§ **Provided entries**
::::
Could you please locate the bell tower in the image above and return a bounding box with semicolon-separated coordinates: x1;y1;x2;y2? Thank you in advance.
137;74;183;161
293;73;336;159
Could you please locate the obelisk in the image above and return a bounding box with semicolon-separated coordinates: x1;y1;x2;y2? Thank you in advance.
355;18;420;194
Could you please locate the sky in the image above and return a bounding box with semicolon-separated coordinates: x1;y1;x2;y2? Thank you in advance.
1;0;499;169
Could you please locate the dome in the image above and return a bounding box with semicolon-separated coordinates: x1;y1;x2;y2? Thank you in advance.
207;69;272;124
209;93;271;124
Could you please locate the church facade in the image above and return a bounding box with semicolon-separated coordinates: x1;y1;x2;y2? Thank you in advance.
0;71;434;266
::::
§ **The task**
Nothing but the lines from the one with "Could you please locate the dome" to the last line of the data should appear in the answer, each exactly as it stands.

§ **Answer to the exercise**
Could you please locate the dome in the image above and return a bounding box with semicolon-separated coordinates: x1;y1;x2;y2? Thank you in advance.
207;69;272;124
209;93;271;124
Could you please locate the church facade in the image above and return a bounding box with semicolon-separated coordinates: x1;y1;x2;y2? Thank you in advance.
0;71;434;266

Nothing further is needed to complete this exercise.